I fixate on details when it comes to warship design, almost certainly too much. I look at the limited information given by the devs and pair it up with my own limited understanding of physics and engineering, to try to extrapolate out to what I think is a reasonable representation of space warships. To date, I’ve spoken here about my thoughts that, based on the ratios of cost and capability for the various ships, Corvettes are half the size in volume and mass of Destroyers, which are half the size of Cruisers, which are again half the size of Battleships (i.e., Corvettes would be 1/8th the size of Battleships). The other rules that are out there aren’t far off from lining up with that theory, and that helps me wrap my head around ways to suggest improvements to ship design and space combat.
However, I’m also dealing with some conflict regarding the resultant picture of how warships look. If a Corvette is only 1/8th the size of a Battleship, or half as long, half as wide, half as tall, then a Corvette that is, say, 200 meters long would make the corresponding Battleship only 400 meters long. Pick whatever size you want for the first ship, but then work proportionally from there and tell me if you think the other ship looks “right” to you.
What prompted my concern was going back to play the Homeworld games, now that they’re remastered. To me, those ships look more “right”, with sizeable differences between the Corvettes, Frigates (Destroyers), Destroyers (Cruisers), and Battlecruisers (Battleships). They don’t map out exactly, e.g., their Corvettes being not much larger than basically Strike Craft, and the ranges (kilometers) being infinitesimal compared to where I think Stellaris is/should be (hundreds of thousands, if not millions, of kilometers). But there was a weight to their movements that clicked for me, and I wanted to start exploring what a more separated sizing system would look like.
Starting off, I wanted to keep the ratio between sizes at 2 in each direction, meaning 8x for volume and mass. I also chose some baseline sizes that made sense to me, both in paralleling real-world vehicles and staying reasonable with regard to physics and basic engineering. I would ask that you focus more on the ratios than on any particular dimensional value, at least until you’ve read all the way through.
With a Corvette, I started off at 200 meters, mostly because it allowed me to have a few “ship classes” below it and still get relatively round numbers – it also would be about 1/3rd again longer than a US Navy Arleigh-Burke destroyer (155 m). Toward the bottom, I looked at a vanilla M- or G-slot type of missile as being 12.5 meters long – that would make it four orders of magnitude smaller (100, 50, 25, 12.5) than the 200 m Corvette, and about the length of a real-life Harpoon anti-ship missile. Destroyers came in at 400 m/8x the volume, or about 20% longer than a USN Ford nuclear carrier (337 m); Cruisers would be 800 m/64x the volume, or 1/3rd again longer than the Battlestar Galactica (610 m); Battleships would be 1,600 m/512x the volume, or the same as a classic Imperial Star Destroyer.
Filling in the gaps: I thought about hangar craft (vanilla “strike craft”) being more of a range of sizes, keyed to the sizes of hangars appropriate to Destroyer, Cruiser, and Battleship hulls. So I had Strikes (25 m, MiG-25P fighter), Gunships (50 m, B-52 bomber), and Escorts (100 m, Goodyear blimp). As I had a basic missile at 12.5 m, I also looked at smaller (6.25 m, Patriot SAM) and larger (25 m, Minotaur IV launch system) variations.
Titans and Colossi don’t currently follow the typical build rules compared to the four main classes, but I decided to just spec them out at the next two sizes past Battleships. If you feel that these ships should be considerably larger than just the next step or so on this scale, those could move up, but keep that in mind as we continue the discussion.

> [Data provided]
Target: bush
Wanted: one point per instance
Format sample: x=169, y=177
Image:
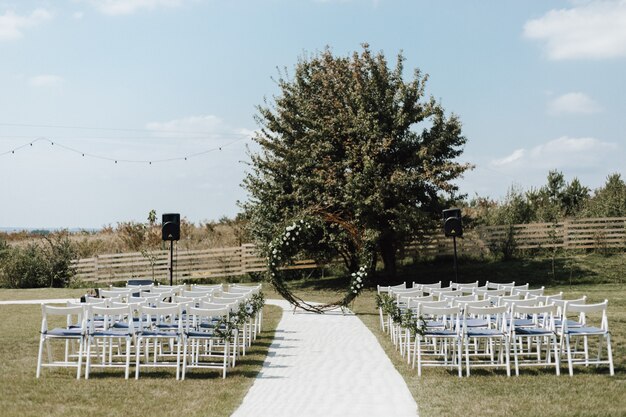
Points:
x=43, y=264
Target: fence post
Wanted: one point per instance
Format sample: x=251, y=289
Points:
x=96, y=269
x=566, y=224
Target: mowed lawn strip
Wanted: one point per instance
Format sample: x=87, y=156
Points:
x=106, y=393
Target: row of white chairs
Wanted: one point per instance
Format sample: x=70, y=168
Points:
x=162, y=329
x=536, y=329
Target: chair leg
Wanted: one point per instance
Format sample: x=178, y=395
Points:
x=137, y=356
x=185, y=357
x=557, y=356
x=81, y=345
x=569, y=356
x=515, y=355
x=88, y=360
x=127, y=370
x=467, y=357
x=610, y=354
x=40, y=355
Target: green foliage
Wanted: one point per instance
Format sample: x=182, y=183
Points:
x=610, y=200
x=406, y=318
x=343, y=136
x=43, y=264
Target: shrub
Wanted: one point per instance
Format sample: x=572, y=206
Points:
x=43, y=264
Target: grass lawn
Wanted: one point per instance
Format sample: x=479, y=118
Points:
x=439, y=392
x=106, y=393
x=537, y=391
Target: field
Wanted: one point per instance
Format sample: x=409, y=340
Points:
x=537, y=392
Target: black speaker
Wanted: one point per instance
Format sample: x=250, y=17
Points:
x=451, y=213
x=452, y=226
x=171, y=226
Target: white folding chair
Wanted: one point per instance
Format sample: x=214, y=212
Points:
x=440, y=345
x=162, y=326
x=485, y=339
x=70, y=331
x=208, y=349
x=107, y=327
x=537, y=329
x=586, y=331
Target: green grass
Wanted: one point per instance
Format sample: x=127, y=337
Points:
x=537, y=391
x=106, y=393
x=439, y=392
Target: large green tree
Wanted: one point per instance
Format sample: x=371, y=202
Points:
x=347, y=135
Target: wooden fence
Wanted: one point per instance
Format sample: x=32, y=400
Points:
x=224, y=262
x=596, y=233
x=188, y=265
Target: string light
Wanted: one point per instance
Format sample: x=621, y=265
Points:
x=116, y=160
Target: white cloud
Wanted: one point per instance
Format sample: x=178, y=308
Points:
x=124, y=7
x=573, y=103
x=199, y=127
x=589, y=30
x=564, y=152
x=12, y=26
x=45, y=80
x=515, y=156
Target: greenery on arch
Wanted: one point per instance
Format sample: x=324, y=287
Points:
x=302, y=238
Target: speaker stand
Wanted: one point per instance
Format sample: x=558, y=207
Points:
x=456, y=268
x=172, y=262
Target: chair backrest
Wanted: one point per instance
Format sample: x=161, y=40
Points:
x=254, y=289
x=486, y=293
x=74, y=315
x=197, y=293
x=107, y=293
x=478, y=303
x=161, y=315
x=542, y=315
x=560, y=303
x=396, y=291
x=390, y=288
x=518, y=303
x=449, y=315
x=526, y=293
x=427, y=288
x=460, y=285
x=432, y=304
x=111, y=316
x=458, y=299
x=547, y=299
x=498, y=285
x=402, y=296
x=495, y=317
x=502, y=300
x=232, y=305
x=585, y=309
x=511, y=288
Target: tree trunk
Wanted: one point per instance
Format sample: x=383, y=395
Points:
x=387, y=248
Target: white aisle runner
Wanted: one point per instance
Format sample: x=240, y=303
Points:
x=326, y=365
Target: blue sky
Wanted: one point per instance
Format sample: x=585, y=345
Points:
x=537, y=85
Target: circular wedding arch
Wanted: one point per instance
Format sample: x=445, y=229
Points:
x=301, y=233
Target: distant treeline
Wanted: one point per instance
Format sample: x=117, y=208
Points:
x=553, y=202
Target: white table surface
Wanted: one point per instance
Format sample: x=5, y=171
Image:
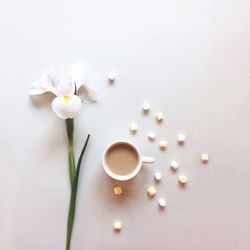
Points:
x=188, y=59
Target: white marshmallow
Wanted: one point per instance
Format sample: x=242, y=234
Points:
x=151, y=136
x=163, y=144
x=174, y=165
x=204, y=157
x=162, y=203
x=181, y=138
x=146, y=107
x=157, y=176
x=133, y=127
x=117, y=225
x=182, y=179
x=151, y=191
x=111, y=76
x=159, y=116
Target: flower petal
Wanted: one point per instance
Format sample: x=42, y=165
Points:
x=67, y=109
x=78, y=75
x=65, y=89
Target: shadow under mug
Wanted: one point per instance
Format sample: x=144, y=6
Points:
x=141, y=160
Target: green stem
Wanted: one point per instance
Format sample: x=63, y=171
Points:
x=72, y=206
x=70, y=132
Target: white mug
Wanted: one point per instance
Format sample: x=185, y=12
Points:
x=141, y=160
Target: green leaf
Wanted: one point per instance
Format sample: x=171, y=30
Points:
x=71, y=214
x=70, y=132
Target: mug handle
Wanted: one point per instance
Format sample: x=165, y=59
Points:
x=147, y=159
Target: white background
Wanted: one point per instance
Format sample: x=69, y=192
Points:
x=188, y=59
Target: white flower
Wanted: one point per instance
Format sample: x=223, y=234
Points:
x=66, y=104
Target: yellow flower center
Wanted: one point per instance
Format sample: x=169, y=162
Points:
x=66, y=99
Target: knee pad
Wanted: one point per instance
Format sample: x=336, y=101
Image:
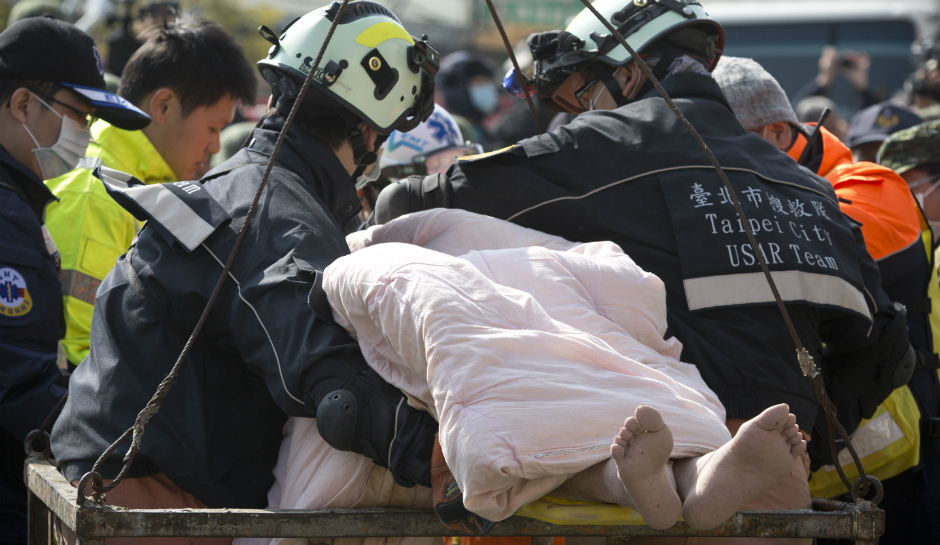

> [Required task] Rewrite the stretch of the warship-sizing text from "Titans and Colossi" through "continue the discussion.", swapping "Colossi" for "Juggernauts".

> [Expected answer]
Titans and Juggernauts don’t currently follow the typical build rules compared to the four main classes, but I decided to just spec them out at the next two sizes past Battleships. If you feel that these ships should be considerably larger than just the next step or so on this scale, those could move up, but keep that in mind as we continue the discussion.